==== SUPPLIED DATA ====

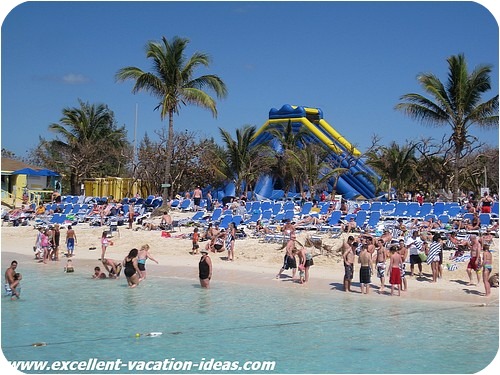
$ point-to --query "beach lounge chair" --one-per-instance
(216, 214)
(373, 220)
(225, 220)
(186, 205)
(438, 208)
(425, 209)
(253, 218)
(306, 209)
(277, 206)
(361, 219)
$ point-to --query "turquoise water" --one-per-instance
(303, 331)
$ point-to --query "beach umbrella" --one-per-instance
(47, 172)
(27, 171)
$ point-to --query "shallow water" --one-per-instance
(303, 331)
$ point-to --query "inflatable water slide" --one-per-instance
(352, 184)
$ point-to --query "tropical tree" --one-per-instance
(88, 144)
(283, 145)
(455, 104)
(396, 164)
(172, 82)
(311, 169)
(239, 162)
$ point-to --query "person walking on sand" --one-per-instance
(132, 272)
(475, 259)
(195, 238)
(230, 237)
(142, 257)
(365, 270)
(487, 268)
(403, 251)
(197, 196)
(12, 280)
(348, 258)
(104, 243)
(289, 260)
(205, 269)
(71, 241)
(131, 214)
(395, 269)
(113, 268)
(381, 258)
(434, 256)
(56, 237)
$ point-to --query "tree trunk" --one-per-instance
(167, 191)
(456, 171)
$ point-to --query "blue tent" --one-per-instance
(34, 172)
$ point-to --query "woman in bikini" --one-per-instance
(142, 257)
(131, 270)
(487, 268)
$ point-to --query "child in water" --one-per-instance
(69, 266)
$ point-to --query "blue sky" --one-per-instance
(351, 59)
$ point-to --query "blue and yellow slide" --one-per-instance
(352, 184)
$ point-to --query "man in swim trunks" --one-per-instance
(487, 268)
(381, 258)
(475, 259)
(142, 257)
(70, 240)
(289, 260)
(365, 270)
(12, 280)
(348, 257)
(197, 195)
(113, 268)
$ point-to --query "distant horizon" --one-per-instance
(353, 60)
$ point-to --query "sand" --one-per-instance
(255, 262)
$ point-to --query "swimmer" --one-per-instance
(69, 266)
(98, 274)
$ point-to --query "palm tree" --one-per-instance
(289, 142)
(310, 167)
(239, 162)
(172, 82)
(456, 104)
(89, 142)
(396, 164)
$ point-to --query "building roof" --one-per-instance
(11, 165)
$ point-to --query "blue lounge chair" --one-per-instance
(185, 205)
(226, 219)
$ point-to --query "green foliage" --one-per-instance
(455, 103)
(88, 144)
(172, 82)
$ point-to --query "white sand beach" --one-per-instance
(255, 262)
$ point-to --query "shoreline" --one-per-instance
(256, 263)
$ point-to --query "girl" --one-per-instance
(230, 237)
(141, 259)
(104, 244)
(132, 272)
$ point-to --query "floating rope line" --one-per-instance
(213, 330)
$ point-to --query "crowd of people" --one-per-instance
(418, 242)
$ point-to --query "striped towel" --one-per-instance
(452, 267)
(450, 245)
(434, 251)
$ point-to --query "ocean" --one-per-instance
(167, 323)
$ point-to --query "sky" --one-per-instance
(353, 60)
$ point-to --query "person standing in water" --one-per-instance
(142, 257)
(205, 269)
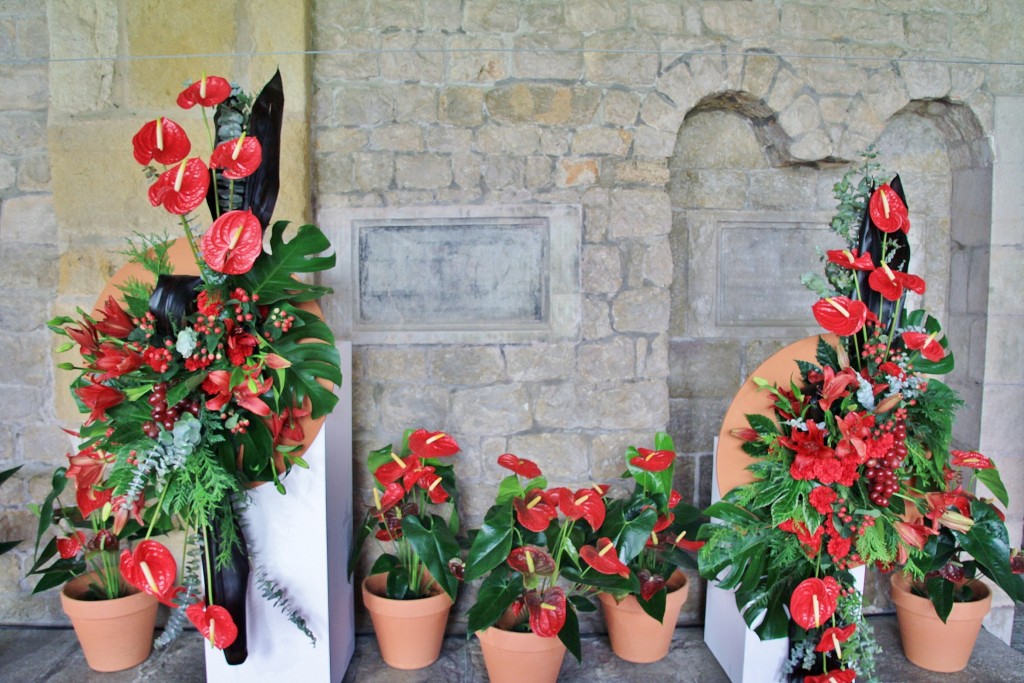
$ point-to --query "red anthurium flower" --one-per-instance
(835, 676)
(152, 569)
(604, 558)
(847, 258)
(116, 322)
(813, 602)
(888, 211)
(432, 444)
(395, 469)
(97, 397)
(649, 584)
(971, 459)
(214, 623)
(585, 503)
(116, 360)
(239, 158)
(432, 482)
(208, 91)
(232, 243)
(833, 637)
(536, 511)
(163, 141)
(531, 560)
(547, 611)
(181, 187)
(71, 546)
(521, 466)
(841, 315)
(929, 347)
(652, 461)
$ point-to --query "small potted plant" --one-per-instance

====

§ **THE REQUEST**
Each record must be quoted in full and exactly. Do not include the pictures.

§ **WORKED ANSWER**
$ point-to --query "beach lounge chair" --one-per-instance
(216, 214)
(373, 220)
(225, 220)
(186, 205)
(438, 208)
(425, 209)
(253, 218)
(306, 209)
(277, 206)
(361, 219)
$ point-to --query "turquoise water" --one-per-instance
(303, 331)
$ point-to --query "beach umbrella" --one-per-instance
(47, 172)
(27, 171)
$ point-to --query "shallow water" --one-per-instance
(303, 331)
$ point-to --query "inflatable water slide" --one-per-instance
(352, 184)
$ point-to --query "tropical tree" --one-per-instance
(88, 144)
(283, 145)
(455, 104)
(396, 164)
(172, 82)
(311, 169)
(239, 162)
$ point-to --query "person walking on sand" --one-per-instance
(132, 272)
(475, 259)
(195, 238)
(230, 237)
(142, 257)
(365, 270)
(487, 268)
(403, 251)
(197, 196)
(12, 280)
(348, 258)
(104, 243)
(289, 260)
(205, 269)
(71, 241)
(131, 214)
(395, 269)
(113, 268)
(381, 258)
(434, 256)
(56, 237)
$ point-to --query "tree trunk" --one-per-instance
(167, 191)
(456, 171)
$ point-to --query "blue tent" --one-per-instance
(34, 172)
$ point-to --query "woman in bikini" --one-per-instance
(142, 257)
(131, 270)
(487, 268)
$ point-to --query "child in water" --one-per-instance
(69, 266)
$ point-to --query "blue sky" --one-per-instance
(351, 59)
$ point-to --query "blue and yellow slide" --one-per-instance
(352, 184)
$ point-to --query "man in swim trunks" --one-per-instance
(487, 268)
(381, 258)
(475, 259)
(142, 257)
(70, 240)
(289, 260)
(365, 270)
(12, 280)
(348, 257)
(197, 195)
(113, 268)
$ point-to --query "distant horizon" --one-per-instance
(353, 60)
$ point-to --query "sand" --one-per-instance
(255, 262)
$ point-to --query "swimmer" --one-per-instance
(69, 266)
(98, 274)
$ point-to --query "palm tree" --one-per-instance
(289, 142)
(310, 167)
(239, 162)
(172, 82)
(456, 104)
(89, 142)
(396, 164)
$ point-to --query "building roof" --one-per-instance
(11, 165)
$ point-to --query "blue lounge chair" --one-per-instance
(185, 205)
(226, 219)
$ point-to --query "green foliage" --one-per-instance
(455, 103)
(88, 144)
(172, 82)
$ point-to --query "white sand beach" --one-per-instance
(255, 262)
$ point-to --query "shoreline" --one-per-instance
(256, 263)
$ point-to --query "girl" --one-per-instance
(230, 237)
(141, 259)
(104, 244)
(132, 272)
$ point-to --query "floating rope line" --one-per-instance
(213, 330)
$ point-to --query "crowd of people" --one-per-instance
(418, 242)
$ point-to --query "striped towel" --one-per-instance
(452, 267)
(450, 245)
(434, 251)
$ point-to --query "ocean" --one-per-instance
(167, 323)
$ point-to --query "sky" --one-per-instance
(353, 60)
$ point-to --query "person standing in water" --one-per-instance
(142, 257)
(205, 269)
$ point-to --query "red anthurium flower" --one-per-instance
(835, 676)
(152, 569)
(604, 558)
(847, 258)
(116, 322)
(813, 602)
(888, 211)
(432, 444)
(395, 469)
(97, 397)
(649, 584)
(971, 459)
(214, 623)
(585, 503)
(116, 360)
(239, 158)
(432, 482)
(208, 91)
(232, 243)
(833, 637)
(536, 511)
(163, 141)
(531, 560)
(547, 611)
(181, 187)
(71, 546)
(521, 466)
(841, 315)
(929, 347)
(652, 461)
$ point-to --query "small potted plant" --one-per-instance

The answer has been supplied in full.